## Document passage
My dearest Exchangers,
Let me summarize two questions that I have. I need to compute a matrix gradient of the scalar function $$ J =\|A\hat x_k - x_{k+1}\|_2^2, $$ with respect to the 2-by-2 matrix $A$. First, what is the correct way to compute this gradient? I came up with the following nonsense: $$\begin{align} \begin{bmatrix}\frac{\partial J}{\partial a_1} & \frac{\partial J}{\partial a_2} \\ \frac{\partial J}{\partial a_3} & \frac{\partial J}{\partial a_4}\end{bmatrix} &= \begin{bmatrix} (\begin{bmatrix} a_1 & a_2 \end{bmatrix}-x_{k+1,1})\hat x_{k,1} & (\begin{bmatrix}a_1 & a_2\end{bmatrix}-x_{k+1,2})\hat x_{k,2} \\ (\begin{bmatrix}a_3 & a_4\end{bmatrix}-x_{k+1,1})\hat x_{k,1} & (\begin{bmatrix}a_3 & a_4\end{bmatrix}-x_{k+1,2})\hat x_{k,2} \end{bmatrix} \\ & = \begin{bmatrix} A \hat x_k - \begin{bmatrix}x_{k+1,1} \\ x_{k+1,1}\end{bmatrix} & A \hat x_k - \begin{bmatrix}x_{k+1,2} \\x_{k+1,2}\end{bmatrix}\end{bmatrix} \hat x_k \end{align} $$
But (if this is correct), I don't know how to further simplify this expression, in such a way that I only use the symbols that are used in $J$. With what I got now, it seems that I need to stack some elements manually into vectors. Obviously, when dimensions become large, it is unhandy/non-elegant to do this with a for loop in optimization. It would be nice, if I would have to only use the said variables, present in $J$.
My other question is, if I have found a gradient, for which I would think it is correct, then how can I check whether this is correct? The only way I know of currently, is to make that objective and use computed gradient to update said parameters, and see if $J$ indeed decreases. But probably this is not a sufficient check. But mainly I would be happy already, If I would know how to correctly compute that gradient! (Maybe there are some standard rules to use when matrices/vectors are present in an objective function, that I do not know of.)
By the way, I hope that it is apparent what symbols are elements of what variables, otherwise please ask.

## Aim A
Find every line in the records that contains the word "building" and copy each one in full.

## Extracted data
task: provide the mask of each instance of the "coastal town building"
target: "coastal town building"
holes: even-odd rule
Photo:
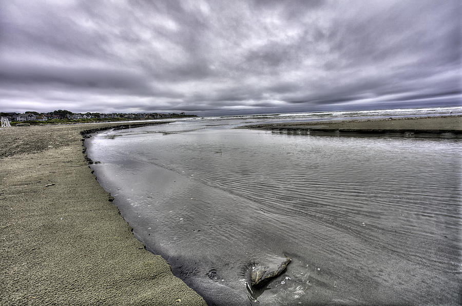
[[[16,117],[16,121],[32,121],[36,119],[35,115],[33,113],[20,113]]]

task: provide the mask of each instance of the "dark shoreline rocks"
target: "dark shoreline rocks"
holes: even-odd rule
[[[292,259],[289,257],[281,258],[279,263],[271,263],[267,265],[253,265],[247,273],[247,288],[251,293],[254,289],[260,289],[270,281],[280,276],[287,270]]]

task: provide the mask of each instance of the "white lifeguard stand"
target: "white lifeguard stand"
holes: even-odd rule
[[[11,126],[8,119],[2,117],[2,127],[10,127]]]

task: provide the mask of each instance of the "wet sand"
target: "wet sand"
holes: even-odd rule
[[[462,116],[325,121],[255,124],[242,127],[270,130],[353,133],[436,134],[462,131]]]
[[[205,304],[88,166],[80,132],[119,125],[0,129],[0,304]]]

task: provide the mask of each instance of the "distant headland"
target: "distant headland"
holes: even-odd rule
[[[0,117],[8,118],[12,125],[28,124],[30,125],[42,124],[60,124],[70,123],[87,123],[90,122],[109,122],[131,120],[150,120],[168,118],[197,117],[195,114],[180,113],[102,113],[100,112],[74,113],[65,109],[53,110],[50,112],[40,113],[26,111],[23,113],[0,112]]]

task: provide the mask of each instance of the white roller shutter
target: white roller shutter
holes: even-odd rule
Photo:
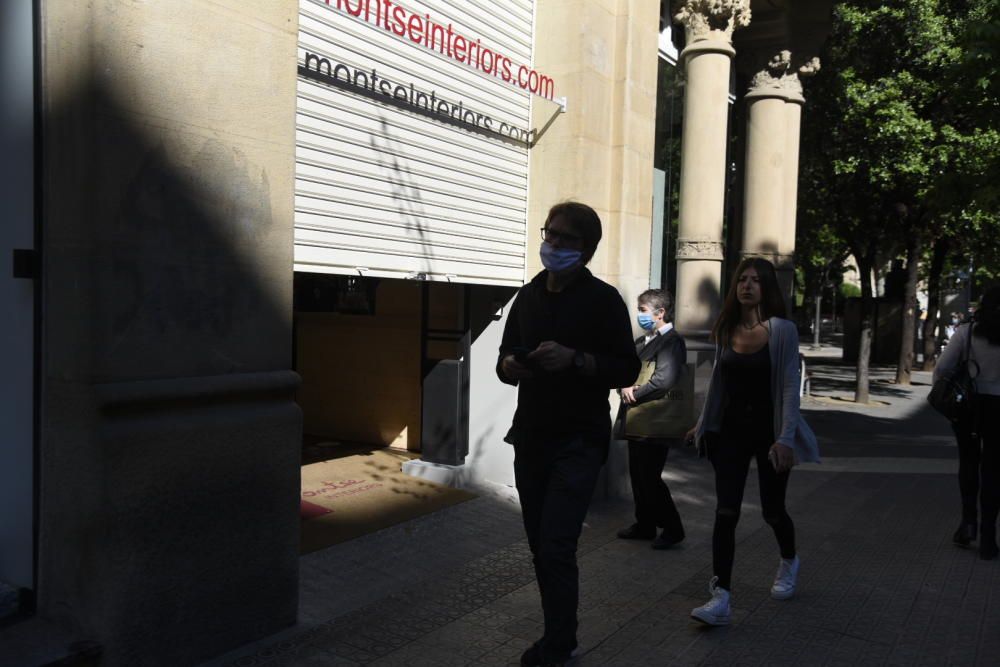
[[[404,7],[531,64],[532,0]],[[300,0],[299,11],[295,269],[520,285],[529,93],[336,0]],[[407,99],[393,102],[386,83]],[[432,93],[476,127],[428,112]]]

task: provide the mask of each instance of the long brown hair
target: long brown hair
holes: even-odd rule
[[[757,271],[760,279],[760,305],[757,307],[757,316],[763,322],[771,317],[787,317],[788,311],[785,309],[785,299],[781,296],[781,286],[778,285],[778,275],[774,271],[774,264],[763,257],[747,257],[733,272],[733,279],[729,281],[729,291],[726,292],[726,300],[722,303],[722,311],[715,318],[712,325],[712,341],[715,343],[729,344],[729,337],[733,329],[740,322],[740,302],[736,298],[736,290],[740,281],[740,276],[747,269]]]

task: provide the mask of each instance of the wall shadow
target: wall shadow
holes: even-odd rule
[[[39,613],[193,664],[297,613],[292,170],[104,57],[42,115]]]

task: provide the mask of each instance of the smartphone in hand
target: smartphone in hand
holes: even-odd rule
[[[538,364],[536,364],[534,361],[532,361],[531,359],[528,358],[528,355],[533,352],[533,350],[531,348],[527,348],[527,347],[514,347],[514,348],[511,348],[510,352],[511,352],[511,354],[514,355],[514,361],[516,361],[517,363],[521,364],[525,368],[529,368],[529,369],[531,369],[533,371],[540,370],[538,368]]]

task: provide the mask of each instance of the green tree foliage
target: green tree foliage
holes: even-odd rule
[[[833,9],[823,69],[807,93],[801,191],[862,275],[856,400],[867,400],[869,280],[877,258],[905,252],[907,303],[938,239],[952,252],[997,234],[996,35],[1000,0],[844,0]],[[993,26],[990,28],[989,26]],[[989,264],[988,258],[974,261]],[[912,326],[912,323],[908,324]],[[910,339],[904,331],[904,340]],[[901,372],[897,378],[908,378]]]

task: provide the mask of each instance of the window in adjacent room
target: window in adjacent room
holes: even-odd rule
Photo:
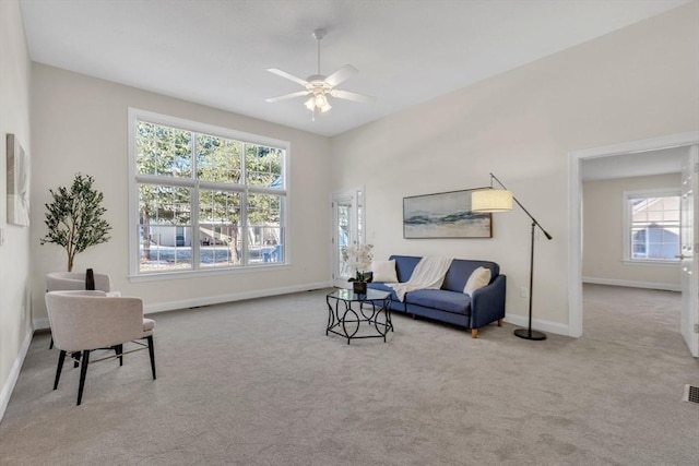
[[[676,262],[679,254],[679,191],[624,193],[624,260]]]
[[[130,109],[131,274],[285,263],[288,143]]]

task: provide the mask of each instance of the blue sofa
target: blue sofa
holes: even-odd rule
[[[391,255],[395,260],[398,280],[407,282],[422,258]],[[465,295],[463,288],[471,273],[479,266],[490,270],[490,283]],[[369,288],[391,292],[391,311],[404,312],[413,316],[434,319],[440,322],[471,328],[471,336],[477,338],[478,328],[496,322],[502,325],[505,318],[506,277],[495,262],[454,259],[447,271],[441,289],[418,289],[405,295],[400,301],[393,288],[380,282],[368,284]]]

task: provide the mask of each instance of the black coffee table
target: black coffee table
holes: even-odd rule
[[[389,330],[393,332],[391,309],[389,308],[391,294],[376,289],[367,292],[354,292],[351,289],[336,289],[325,297],[328,303],[328,327],[325,335],[334,333],[347,338],[383,338]],[[333,306],[334,304],[334,306]],[[357,309],[353,308],[356,307]],[[364,325],[362,325],[364,323]],[[359,332],[359,327],[363,331]],[[376,331],[372,332],[370,327]],[[366,330],[366,331],[365,331]]]

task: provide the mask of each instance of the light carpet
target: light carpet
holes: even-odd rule
[[[585,286],[584,336],[529,342],[393,316],[325,336],[328,290],[155,314],[146,351],[52,391],[35,335],[0,423],[4,465],[697,465],[699,362],[679,295]]]

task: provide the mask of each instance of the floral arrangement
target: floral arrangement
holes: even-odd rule
[[[371,282],[371,248],[374,244],[347,246],[342,249],[342,259],[347,266],[355,271],[355,276],[348,282]]]

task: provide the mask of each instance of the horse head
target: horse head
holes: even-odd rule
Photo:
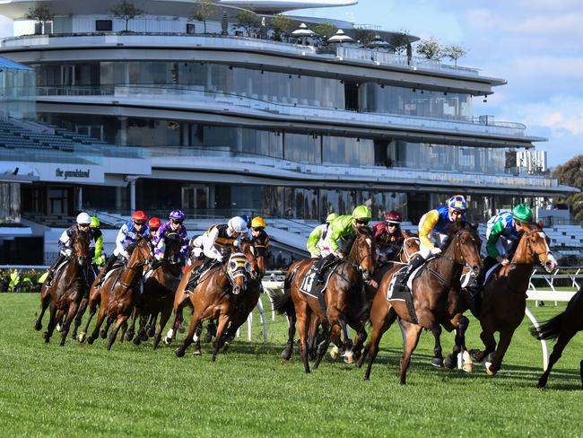
[[[483,264],[480,257],[482,239],[477,226],[464,221],[455,222],[444,247],[444,257],[453,258],[456,263],[466,267],[474,277],[478,276]]]
[[[169,232],[164,239],[164,260],[170,265],[176,265],[180,256],[182,238],[178,232]]]
[[[377,244],[374,233],[369,227],[356,228],[354,233],[355,239],[348,255],[348,262],[356,266],[362,273],[362,278],[369,281],[372,278],[377,263]]]
[[[248,260],[248,255],[244,250],[250,251],[250,248],[246,247],[248,241],[233,246],[233,250],[227,262],[227,276],[232,285],[233,294],[239,295],[245,292],[248,278],[253,271],[252,264]],[[252,245],[251,245],[252,247]]]
[[[546,272],[553,272],[558,264],[549,248],[550,239],[544,234],[542,224],[525,225],[525,228],[512,263],[518,261],[535,264],[538,261]]]

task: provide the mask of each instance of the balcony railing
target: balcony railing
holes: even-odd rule
[[[253,110],[269,112],[272,115],[289,116],[303,120],[318,118],[318,120],[343,121],[352,124],[365,124],[379,127],[416,128],[419,130],[439,130],[452,134],[492,135],[506,137],[525,137],[526,127],[519,123],[496,122],[484,124],[482,119],[474,121],[428,118],[396,114],[357,112],[347,110],[317,107],[297,100],[293,103],[273,102],[261,100],[257,95],[229,94],[204,90],[197,85],[100,85],[100,86],[44,86],[37,87],[39,96],[114,96],[115,98],[137,99],[144,104],[148,101],[169,101],[172,106],[179,103],[180,108],[193,109],[204,105],[240,108],[245,111]],[[193,103],[195,102],[195,103]]]

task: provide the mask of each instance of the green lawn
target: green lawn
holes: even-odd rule
[[[564,308],[549,304],[531,309],[544,320]],[[268,345],[261,343],[256,316],[254,341],[244,330],[213,364],[208,346],[200,357],[188,352],[178,359],[176,346],[153,351],[151,341],[116,343],[110,352],[102,339],[60,347],[55,336],[46,345],[32,328],[38,310],[38,294],[0,294],[1,436],[583,435],[583,335],[567,347],[548,390],[540,390],[541,347],[527,320],[493,378],[477,365],[473,374],[432,368],[432,337],[424,333],[403,387],[396,326],[364,381],[363,370],[329,358],[309,375],[297,353],[283,363],[281,316],[270,318]],[[478,334],[473,320],[468,346],[481,346]],[[444,348],[452,342],[444,336]]]

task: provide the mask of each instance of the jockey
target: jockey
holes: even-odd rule
[[[198,280],[202,274],[213,261],[222,262],[226,257],[227,250],[235,241],[248,236],[247,222],[240,216],[234,216],[227,223],[214,224],[209,228],[204,234],[191,240],[191,257],[200,258],[204,256],[198,267],[193,271],[190,281],[193,283]]]
[[[401,250],[404,241],[401,232],[402,222],[401,214],[392,210],[385,215],[383,222],[379,222],[372,227],[379,253],[385,260],[388,260]]]
[[[419,256],[411,260],[406,270],[401,271],[395,280],[395,290],[404,289],[409,275],[421,267],[431,256],[437,256],[441,245],[448,238],[448,225],[454,222],[465,221],[467,203],[462,195],[456,195],[448,200],[447,206],[439,206],[423,215],[419,221]],[[434,243],[435,242],[435,243]]]
[[[352,210],[352,215],[336,217],[328,228],[330,254],[322,258],[318,267],[318,283],[322,282],[324,272],[334,264],[337,258],[344,258],[353,242],[352,239],[355,229],[366,227],[372,215],[366,206],[359,206]]]
[[[90,251],[93,253],[91,254],[91,263],[94,263],[97,267],[100,267],[103,265],[103,263],[105,263],[105,256],[102,254],[103,233],[101,232],[101,230],[100,230],[100,220],[97,218],[97,216],[91,216],[91,222],[89,224],[89,228],[91,228],[91,232],[93,233],[93,240],[90,245]],[[93,242],[95,242],[94,246]]]
[[[89,234],[90,240],[93,239],[93,234],[91,233],[91,230],[89,227],[91,222],[91,217],[87,215],[85,212],[81,212],[79,215],[77,215],[77,218],[75,219],[76,223],[74,225],[71,225],[69,228],[65,230],[63,233],[61,234],[61,237],[58,240],[58,249],[59,249],[59,255],[57,258],[57,260],[52,264],[52,266],[48,268],[48,274],[47,276],[47,279],[45,280],[45,285],[46,287],[50,287],[51,282],[53,281],[53,276],[55,275],[55,269],[65,260],[67,257],[71,257],[71,254],[73,254],[73,234],[76,230],[85,232]]]
[[[148,230],[146,221],[148,216],[142,210],[138,210],[134,215],[132,215],[132,220],[128,221],[126,223],[124,223],[117,232],[117,237],[116,237],[116,249],[113,250],[113,254],[108,258],[108,263],[103,268],[100,281],[95,285],[95,287],[101,285],[105,280],[105,276],[109,270],[113,267],[113,265],[117,261],[118,258],[129,259],[129,252],[127,252],[127,248],[130,244],[135,243],[138,236],[147,238],[150,235],[150,230]]]
[[[152,241],[162,223],[158,217],[152,217],[148,221],[148,230],[150,230],[150,240]]]
[[[251,241],[257,250],[257,257],[267,258],[267,250],[269,250],[269,236],[265,232],[267,223],[261,216],[256,216],[251,221]],[[261,273],[261,276],[265,272]]]
[[[328,228],[330,223],[334,221],[338,215],[330,213],[326,218],[326,223],[318,225],[312,232],[309,233],[306,246],[309,251],[309,255],[313,258],[326,257],[330,254],[330,245],[328,243]]]
[[[172,210],[169,220],[164,223],[164,224],[160,227],[153,239],[152,240],[152,244],[154,247],[154,257],[157,260],[161,260],[164,257],[164,251],[162,247],[164,246],[164,241],[166,236],[170,232],[176,232],[182,239],[182,246],[180,247],[180,257],[184,258],[188,250],[188,241],[187,239],[187,229],[182,223],[184,222],[186,215],[181,210]],[[154,267],[152,266],[152,268]]]
[[[533,211],[526,204],[519,204],[512,212],[500,212],[488,221],[486,226],[486,251],[483,269],[468,290],[475,293],[483,286],[487,272],[496,264],[503,267],[510,263],[520,238],[525,231],[525,224],[531,223]]]

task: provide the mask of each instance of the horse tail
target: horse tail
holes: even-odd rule
[[[538,340],[556,338],[559,336],[559,333],[561,333],[564,316],[565,312],[563,311],[554,318],[543,322],[538,328],[531,327],[529,328],[530,334]]]

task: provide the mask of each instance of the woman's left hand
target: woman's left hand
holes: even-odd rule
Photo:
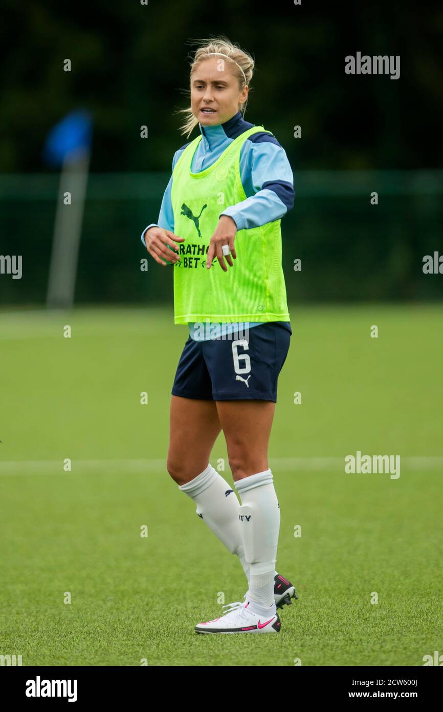
[[[213,263],[214,257],[216,257],[220,262],[220,266],[224,272],[228,271],[228,267],[225,264],[225,257],[230,267],[233,267],[233,259],[235,259],[235,248],[234,247],[234,240],[237,233],[237,225],[235,221],[229,215],[220,215],[218,224],[215,228],[215,231],[210,239],[209,249],[206,255],[206,268],[209,269]],[[229,245],[230,255],[223,255],[222,245]]]

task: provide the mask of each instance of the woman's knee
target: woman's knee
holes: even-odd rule
[[[191,482],[206,467],[208,467],[208,462],[206,465],[203,465],[202,463],[194,464],[186,461],[186,459],[183,457],[177,459],[170,456],[166,461],[166,469],[174,482],[178,485],[184,485]]]

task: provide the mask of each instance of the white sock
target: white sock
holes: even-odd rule
[[[245,557],[240,520],[240,503],[231,486],[210,464],[181,490],[197,505],[197,514],[233,554],[237,554],[246,577],[250,565]]]
[[[270,469],[235,483],[242,501],[241,531],[246,561],[250,565],[247,598],[250,607],[275,611],[274,577],[280,528],[280,510]],[[263,612],[260,611],[259,612]]]

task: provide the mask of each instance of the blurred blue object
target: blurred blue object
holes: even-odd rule
[[[92,134],[92,120],[85,110],[72,111],[50,130],[43,149],[46,163],[60,165],[68,155],[75,159],[79,150],[89,150]]]

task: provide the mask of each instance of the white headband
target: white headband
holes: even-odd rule
[[[246,75],[245,74],[245,72],[243,71],[243,70],[242,69],[242,68],[240,66],[240,64],[238,63],[238,62],[235,62],[235,60],[233,59],[232,57],[230,57],[229,55],[228,55],[228,54],[223,54],[223,52],[207,52],[206,53],[207,54],[220,54],[222,56],[222,57],[228,57],[228,59],[230,59],[231,62],[235,62],[235,64],[237,65],[237,66],[240,67],[240,68],[242,70],[242,74],[245,77],[245,82],[246,83],[246,84],[247,84],[247,80],[246,79]]]

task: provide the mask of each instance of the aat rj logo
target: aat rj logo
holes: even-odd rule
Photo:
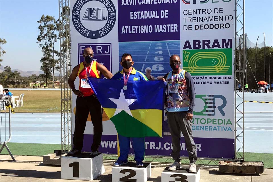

## Aim B
Translate this sentence from the matrix gradient post into Spanish: "By the way, I hope that it is apparent what symbols are elements of what variables, otherwise please ask."

## Finished answer A
task: provide the mask of each instance of the "coastal town building"
target: "coastal town building"

## Finished answer B
Por cierto, espero que quede claro qué símbolos son elementos de qué variables; de lo contrario, pregunten, por favor.